● **What this task involves**
Without omitting anything, retype the data that follows.

● **Data for processing**
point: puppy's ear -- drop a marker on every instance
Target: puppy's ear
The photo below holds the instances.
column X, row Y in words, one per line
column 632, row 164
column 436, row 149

● **Solution to this problem**
point: puppy's ear -- drop a marker on every instance
Target: puppy's ear
The photo below holds the instances.
column X, row Y in words, one per line
column 632, row 164
column 436, row 149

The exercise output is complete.